This conclusion is compelled in part by the Supreme Court's decision in Namet v. United States, 373 U.S. 179, 83 S.Ct. 1151, 10 L.Ed.2d 278 (1963) where the defendant characterized as prosecutorial misconduct the decision to ask incriminating questions of witnesses concerning their relationship with him 'knowing' that the witnesses would invoke the fifth amendment and thereby allegedly implicate the defendant in criminality.16 The Court admonished against staying the prosecution's hand, solely upon the defense's prediction that a valid claim of privilege would subsequently be interposed:
'It is true, of course, that Mr. Fitzgerald (counsel for defendant) announced that the Kahns (the two witnesses) would invoke their testimonial privilege if questioned. But certainly the prosecutor need not accept at face value every asserted claim of privilege . . ..'
Id. at 188, 83 S.Ct. at 1155, 10 L.Ed.2d at 284. Similarly, whether Kaye and Feil will invoke the privilege, and if so, whether their claim would be valid is a matter better resolved during and not before trial.
Our conclusion is also compelled by the fact that the question of whether prosecutorial conduct amounts to duress is one expressly deemed by the Court to be appropriately disposed of at the trial stage. In United States v. Knox, 396 U.S. 77, 90 S.Ct. 363, 24 L.Ed.2d 275 (1969), for example, the defendant, prosecuted for a violation of the law in connection with wagering activities, asserted that criminal sanctions for failure to file a special internal revenue return, coupled with the danger of incrimination if he filed truthfully, produced constitutionally infirm coercion. In rejecting this claim the Court responded that 'the question whether Knox's predicament contains the seeds of a 'duress' defense, or perhaps whether his statement was not made 'willfully' as required by 1001, is one that must be determined initially at his trial.' Id. at 83, 90 S.Ct. at 367, 24 L.Ed.2d at 280-281. The Court admonished that Federal Rule 12(b)(1) 'indicates that evidentiary questions of this type should not be determined on such (pretrial) motions.' Id. n. 7. A similar conclusion is appropriate here.

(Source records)
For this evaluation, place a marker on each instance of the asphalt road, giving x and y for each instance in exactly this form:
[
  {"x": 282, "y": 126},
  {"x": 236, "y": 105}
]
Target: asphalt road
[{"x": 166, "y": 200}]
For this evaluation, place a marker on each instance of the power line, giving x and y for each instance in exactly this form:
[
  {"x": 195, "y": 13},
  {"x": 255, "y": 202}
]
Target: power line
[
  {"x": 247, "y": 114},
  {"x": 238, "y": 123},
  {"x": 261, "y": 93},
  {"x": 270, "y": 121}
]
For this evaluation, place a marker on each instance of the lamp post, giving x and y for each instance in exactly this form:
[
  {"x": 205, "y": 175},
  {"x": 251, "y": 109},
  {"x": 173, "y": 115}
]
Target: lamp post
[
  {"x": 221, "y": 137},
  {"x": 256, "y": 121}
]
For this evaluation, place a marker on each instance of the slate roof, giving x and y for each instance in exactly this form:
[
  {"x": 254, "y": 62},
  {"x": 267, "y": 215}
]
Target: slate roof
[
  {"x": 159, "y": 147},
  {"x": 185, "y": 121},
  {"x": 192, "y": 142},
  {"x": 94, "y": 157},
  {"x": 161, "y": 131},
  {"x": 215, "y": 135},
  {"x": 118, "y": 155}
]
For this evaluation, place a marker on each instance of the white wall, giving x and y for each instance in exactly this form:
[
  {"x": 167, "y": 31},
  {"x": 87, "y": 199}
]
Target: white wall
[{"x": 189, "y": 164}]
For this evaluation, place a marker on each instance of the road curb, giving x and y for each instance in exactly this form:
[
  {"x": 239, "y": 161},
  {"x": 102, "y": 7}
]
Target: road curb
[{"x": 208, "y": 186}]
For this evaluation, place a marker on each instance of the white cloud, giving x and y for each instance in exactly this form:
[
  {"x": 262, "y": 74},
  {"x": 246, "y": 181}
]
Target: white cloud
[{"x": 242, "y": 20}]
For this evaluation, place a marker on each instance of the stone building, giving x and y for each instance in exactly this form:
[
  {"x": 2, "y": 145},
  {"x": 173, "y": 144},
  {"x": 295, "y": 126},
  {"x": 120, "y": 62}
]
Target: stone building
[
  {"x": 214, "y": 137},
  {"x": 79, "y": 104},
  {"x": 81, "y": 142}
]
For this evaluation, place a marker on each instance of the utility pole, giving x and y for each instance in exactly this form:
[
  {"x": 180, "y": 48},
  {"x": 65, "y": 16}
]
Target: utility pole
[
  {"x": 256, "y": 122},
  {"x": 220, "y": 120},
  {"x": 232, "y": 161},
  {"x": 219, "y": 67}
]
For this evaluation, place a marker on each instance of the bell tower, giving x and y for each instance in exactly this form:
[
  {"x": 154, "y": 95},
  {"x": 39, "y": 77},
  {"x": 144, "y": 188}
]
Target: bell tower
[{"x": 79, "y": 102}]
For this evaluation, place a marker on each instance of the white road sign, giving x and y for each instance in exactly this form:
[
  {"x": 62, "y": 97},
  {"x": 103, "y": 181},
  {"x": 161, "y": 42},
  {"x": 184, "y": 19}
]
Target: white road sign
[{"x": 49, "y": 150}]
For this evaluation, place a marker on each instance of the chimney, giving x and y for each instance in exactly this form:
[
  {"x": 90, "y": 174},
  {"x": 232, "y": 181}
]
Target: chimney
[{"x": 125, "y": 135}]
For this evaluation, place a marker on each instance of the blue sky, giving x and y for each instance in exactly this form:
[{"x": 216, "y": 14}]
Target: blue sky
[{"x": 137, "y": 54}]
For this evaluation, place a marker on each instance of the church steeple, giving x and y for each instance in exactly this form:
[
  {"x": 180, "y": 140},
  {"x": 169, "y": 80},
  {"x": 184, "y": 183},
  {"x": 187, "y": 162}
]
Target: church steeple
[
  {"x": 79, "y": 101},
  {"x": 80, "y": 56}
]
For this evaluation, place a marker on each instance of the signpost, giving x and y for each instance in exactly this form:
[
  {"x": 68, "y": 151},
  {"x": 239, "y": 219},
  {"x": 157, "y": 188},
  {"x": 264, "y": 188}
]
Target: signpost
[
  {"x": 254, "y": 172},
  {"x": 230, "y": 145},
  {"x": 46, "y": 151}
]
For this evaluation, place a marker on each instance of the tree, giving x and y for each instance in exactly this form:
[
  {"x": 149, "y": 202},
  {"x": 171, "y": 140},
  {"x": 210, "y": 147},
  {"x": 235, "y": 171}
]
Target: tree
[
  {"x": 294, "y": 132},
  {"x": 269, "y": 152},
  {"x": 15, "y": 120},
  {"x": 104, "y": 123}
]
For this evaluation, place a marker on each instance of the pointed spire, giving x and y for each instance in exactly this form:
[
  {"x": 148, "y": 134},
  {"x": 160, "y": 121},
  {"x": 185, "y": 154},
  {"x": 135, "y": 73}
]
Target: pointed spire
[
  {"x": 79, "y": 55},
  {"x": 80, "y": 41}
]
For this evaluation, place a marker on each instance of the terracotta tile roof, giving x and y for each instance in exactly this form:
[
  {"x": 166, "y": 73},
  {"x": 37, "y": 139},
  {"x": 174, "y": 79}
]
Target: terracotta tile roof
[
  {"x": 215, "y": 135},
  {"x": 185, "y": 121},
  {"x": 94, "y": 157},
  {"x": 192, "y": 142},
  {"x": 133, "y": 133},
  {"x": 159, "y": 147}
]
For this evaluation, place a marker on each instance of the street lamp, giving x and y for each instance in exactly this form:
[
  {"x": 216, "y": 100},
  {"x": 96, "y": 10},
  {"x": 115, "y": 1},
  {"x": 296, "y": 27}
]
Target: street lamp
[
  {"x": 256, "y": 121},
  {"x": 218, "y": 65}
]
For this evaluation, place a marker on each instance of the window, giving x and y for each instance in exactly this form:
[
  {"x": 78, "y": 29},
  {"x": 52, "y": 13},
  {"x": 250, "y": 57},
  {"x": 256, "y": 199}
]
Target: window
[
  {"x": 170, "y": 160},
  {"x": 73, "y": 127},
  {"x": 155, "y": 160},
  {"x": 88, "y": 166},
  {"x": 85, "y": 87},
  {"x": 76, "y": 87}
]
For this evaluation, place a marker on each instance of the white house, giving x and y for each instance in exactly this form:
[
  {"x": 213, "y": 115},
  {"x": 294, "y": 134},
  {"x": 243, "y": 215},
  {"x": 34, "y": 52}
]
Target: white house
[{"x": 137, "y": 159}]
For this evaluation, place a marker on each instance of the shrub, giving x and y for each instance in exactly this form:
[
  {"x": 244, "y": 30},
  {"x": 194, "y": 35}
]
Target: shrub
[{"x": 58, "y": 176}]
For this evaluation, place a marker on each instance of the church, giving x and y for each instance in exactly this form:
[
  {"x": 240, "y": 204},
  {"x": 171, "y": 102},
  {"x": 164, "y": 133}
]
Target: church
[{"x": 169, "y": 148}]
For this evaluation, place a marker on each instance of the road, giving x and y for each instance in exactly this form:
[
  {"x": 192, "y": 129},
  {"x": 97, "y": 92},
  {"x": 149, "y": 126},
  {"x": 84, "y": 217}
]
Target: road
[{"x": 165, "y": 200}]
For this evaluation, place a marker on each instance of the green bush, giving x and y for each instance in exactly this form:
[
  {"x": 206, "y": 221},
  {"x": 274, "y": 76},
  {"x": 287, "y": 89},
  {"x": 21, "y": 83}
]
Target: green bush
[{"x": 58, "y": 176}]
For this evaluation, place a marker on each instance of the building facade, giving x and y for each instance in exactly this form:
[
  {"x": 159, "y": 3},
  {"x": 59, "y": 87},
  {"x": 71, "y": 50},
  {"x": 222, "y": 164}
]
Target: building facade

Requirements:
Answer these questions from the court opinion excerpt:
(a) In Namet, who did defense counsel announce would invoke their testimonial privilege?
(b) In Knox, what was the defendant prosecuted for?
(c) Which federal rule did the Court in Knox say indicates that such evidentiary questions should not be determined on pretrial motions?

Expected output:
(a) The Kahns, the two witnesses.
(b) A violation of the law in connection with wagering activities.
(c) Federal Rule 12(b)(1).